### Data for the task ###

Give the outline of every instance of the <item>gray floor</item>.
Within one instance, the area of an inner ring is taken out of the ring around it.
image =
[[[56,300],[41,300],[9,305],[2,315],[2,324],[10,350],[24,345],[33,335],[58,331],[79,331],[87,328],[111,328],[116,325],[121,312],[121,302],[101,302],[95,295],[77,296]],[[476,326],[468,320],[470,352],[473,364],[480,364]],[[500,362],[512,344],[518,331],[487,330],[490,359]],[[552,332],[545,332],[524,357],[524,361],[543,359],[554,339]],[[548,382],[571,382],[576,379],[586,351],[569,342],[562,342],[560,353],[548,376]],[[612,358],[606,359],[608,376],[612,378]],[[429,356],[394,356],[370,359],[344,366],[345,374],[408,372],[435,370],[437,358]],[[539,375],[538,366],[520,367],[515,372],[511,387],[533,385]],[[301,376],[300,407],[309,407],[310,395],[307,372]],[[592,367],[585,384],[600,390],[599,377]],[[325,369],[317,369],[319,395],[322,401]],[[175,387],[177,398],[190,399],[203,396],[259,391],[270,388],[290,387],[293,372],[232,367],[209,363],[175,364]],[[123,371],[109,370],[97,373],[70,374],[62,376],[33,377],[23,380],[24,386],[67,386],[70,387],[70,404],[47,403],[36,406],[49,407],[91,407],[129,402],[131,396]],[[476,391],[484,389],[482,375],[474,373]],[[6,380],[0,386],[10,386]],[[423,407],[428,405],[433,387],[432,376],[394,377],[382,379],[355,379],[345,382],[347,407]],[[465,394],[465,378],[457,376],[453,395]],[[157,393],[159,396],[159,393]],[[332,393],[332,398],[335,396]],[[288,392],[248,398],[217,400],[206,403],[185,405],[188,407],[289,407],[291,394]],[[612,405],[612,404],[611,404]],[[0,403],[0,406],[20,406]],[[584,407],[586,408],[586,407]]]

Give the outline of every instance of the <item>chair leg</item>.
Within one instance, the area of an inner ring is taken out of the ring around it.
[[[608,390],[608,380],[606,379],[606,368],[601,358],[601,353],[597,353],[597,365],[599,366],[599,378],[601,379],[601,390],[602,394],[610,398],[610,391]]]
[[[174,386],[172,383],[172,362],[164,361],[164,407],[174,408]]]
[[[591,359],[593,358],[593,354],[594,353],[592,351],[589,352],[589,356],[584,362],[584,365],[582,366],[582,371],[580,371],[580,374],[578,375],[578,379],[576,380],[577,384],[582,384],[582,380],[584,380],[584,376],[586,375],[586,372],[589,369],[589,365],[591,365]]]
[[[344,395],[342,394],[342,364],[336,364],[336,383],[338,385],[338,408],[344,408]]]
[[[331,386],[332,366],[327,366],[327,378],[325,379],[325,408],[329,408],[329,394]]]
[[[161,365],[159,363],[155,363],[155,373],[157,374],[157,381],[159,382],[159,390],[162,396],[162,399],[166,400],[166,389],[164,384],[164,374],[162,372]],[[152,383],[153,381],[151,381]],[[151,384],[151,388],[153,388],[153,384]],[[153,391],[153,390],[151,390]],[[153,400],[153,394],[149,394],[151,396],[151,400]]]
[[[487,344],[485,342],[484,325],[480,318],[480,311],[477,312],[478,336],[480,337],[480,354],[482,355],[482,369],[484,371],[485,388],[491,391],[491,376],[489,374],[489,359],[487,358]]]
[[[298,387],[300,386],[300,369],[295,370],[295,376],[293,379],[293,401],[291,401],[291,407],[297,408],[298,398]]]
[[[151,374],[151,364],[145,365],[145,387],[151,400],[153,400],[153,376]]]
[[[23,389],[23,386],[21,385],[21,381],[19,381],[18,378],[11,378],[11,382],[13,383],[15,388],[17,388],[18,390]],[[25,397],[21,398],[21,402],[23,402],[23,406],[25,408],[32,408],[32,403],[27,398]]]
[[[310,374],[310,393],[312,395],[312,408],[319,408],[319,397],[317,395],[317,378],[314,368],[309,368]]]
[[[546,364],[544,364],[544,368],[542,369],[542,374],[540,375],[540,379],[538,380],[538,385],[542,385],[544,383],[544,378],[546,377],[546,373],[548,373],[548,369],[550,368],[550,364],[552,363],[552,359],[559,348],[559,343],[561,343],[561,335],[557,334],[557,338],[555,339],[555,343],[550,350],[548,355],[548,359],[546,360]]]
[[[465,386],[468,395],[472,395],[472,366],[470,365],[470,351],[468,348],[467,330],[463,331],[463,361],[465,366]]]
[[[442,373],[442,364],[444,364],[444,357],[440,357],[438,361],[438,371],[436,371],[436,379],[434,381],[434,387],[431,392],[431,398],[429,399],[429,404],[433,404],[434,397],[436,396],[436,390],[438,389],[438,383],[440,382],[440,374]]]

###

Task prompt: Every line of the data must appear again in the answer, exactly as written.

Your solution:
Give the outline of every instance of the <item>gray floor</item>.
Within one instance, the area of an inner ring is taken out of the ring around it.
image =
[[[56,300],[41,300],[9,305],[2,315],[2,324],[10,350],[24,345],[33,335],[58,331],[79,331],[87,328],[111,328],[116,325],[121,312],[121,302],[101,302],[95,295],[77,296]],[[476,326],[468,320],[470,352],[473,364],[480,364]],[[500,362],[512,344],[518,331],[487,330],[490,359]],[[552,332],[545,332],[524,357],[524,361],[543,359],[554,339]],[[548,382],[571,382],[576,379],[586,351],[569,342],[562,342],[560,353],[548,376]],[[612,358],[606,359],[608,376],[612,378]],[[429,356],[394,356],[370,359],[344,366],[345,374],[408,372],[435,370],[437,358]],[[539,375],[538,366],[520,367],[515,372],[511,387],[533,385]],[[301,376],[300,407],[309,407],[310,395],[307,372]],[[592,367],[585,384],[600,390],[599,377]],[[325,369],[317,369],[319,395],[322,401]],[[175,387],[177,398],[190,399],[203,396],[259,391],[270,388],[290,387],[293,372],[232,367],[209,363],[175,364]],[[123,371],[109,370],[97,373],[70,374],[62,376],[33,377],[23,380],[24,386],[67,386],[70,387],[70,404],[47,403],[36,406],[49,407],[91,407],[129,402],[131,396]],[[476,391],[484,389],[482,375],[474,373]],[[6,380],[0,386],[10,386]],[[423,407],[428,405],[433,387],[432,376],[394,377],[382,379],[355,379],[345,382],[347,407]],[[465,394],[465,378],[457,376],[453,395]],[[157,393],[159,396],[159,393]],[[332,393],[332,398],[335,396]],[[288,392],[248,398],[217,400],[206,403],[185,405],[188,407],[289,407],[291,394]],[[612,405],[612,404],[611,404]],[[0,403],[0,406],[20,406]],[[584,407],[586,408],[586,407]]]

Give the outline of every instance of the <item>chair leg</item>.
Within one instance, the area of an inner ring is taken out of the ring around it.
[[[608,390],[608,380],[606,379],[606,368],[601,358],[601,353],[597,353],[597,365],[599,366],[599,378],[601,379],[601,390],[602,394],[610,398],[610,391]]]
[[[174,386],[172,383],[172,362],[164,361],[164,407],[174,408]]]
[[[591,359],[593,358],[593,354],[594,353],[592,351],[589,352],[589,356],[584,362],[584,365],[582,366],[582,371],[580,371],[580,374],[578,375],[578,379],[576,380],[577,384],[582,384],[582,380],[584,380],[584,376],[586,375],[586,372],[589,369],[589,365],[591,365]]]
[[[344,395],[342,394],[342,364],[336,364],[336,383],[338,385],[338,408],[344,408]]]
[[[331,386],[332,366],[327,366],[327,378],[325,379],[325,408],[329,408],[329,394]]]
[[[161,365],[159,363],[155,363],[155,373],[157,374],[157,381],[159,382],[159,390],[162,396],[162,399],[166,400],[166,389],[164,384],[164,374],[162,372]],[[152,383],[153,381],[151,381]],[[151,384],[151,388],[153,388],[153,384]],[[153,391],[153,390],[151,390]],[[153,400],[153,394],[149,394],[151,396],[151,400]]]
[[[487,344],[485,342],[484,325],[480,318],[480,311],[477,312],[478,336],[480,337],[480,354],[482,355],[482,369],[484,371],[485,388],[491,391],[491,376],[489,374],[489,359],[487,358]]]
[[[298,387],[300,386],[300,369],[295,370],[295,376],[293,379],[293,401],[291,401],[291,407],[297,408],[298,398]]]
[[[151,374],[151,364],[145,365],[145,387],[151,400],[153,400],[153,376]]]
[[[23,389],[23,386],[21,385],[21,381],[19,381],[18,378],[11,378],[11,382],[13,383],[15,388],[17,388],[18,390]],[[25,397],[21,398],[21,402],[23,402],[23,406],[25,408],[32,408],[32,403],[27,398]]]
[[[310,374],[310,393],[312,395],[312,408],[319,408],[319,397],[317,395],[317,378],[314,368],[309,368]]]
[[[546,364],[544,364],[544,368],[542,369],[542,374],[540,375],[540,379],[538,380],[538,385],[542,385],[544,383],[544,378],[546,377],[546,373],[548,373],[548,369],[550,368],[550,364],[552,363],[552,359],[559,348],[559,343],[561,343],[561,335],[557,334],[557,338],[555,339],[555,343],[550,350],[548,355],[548,359],[546,360]]]
[[[465,386],[468,395],[472,395],[472,366],[470,365],[470,351],[468,348],[467,330],[463,331],[463,361],[465,366]]]
[[[442,373],[442,364],[444,364],[444,357],[440,357],[438,361],[438,371],[436,371],[436,379],[434,381],[434,387],[431,392],[431,398],[429,399],[429,404],[433,404],[434,397],[436,396],[436,390],[438,389],[438,383],[440,382],[440,374]]]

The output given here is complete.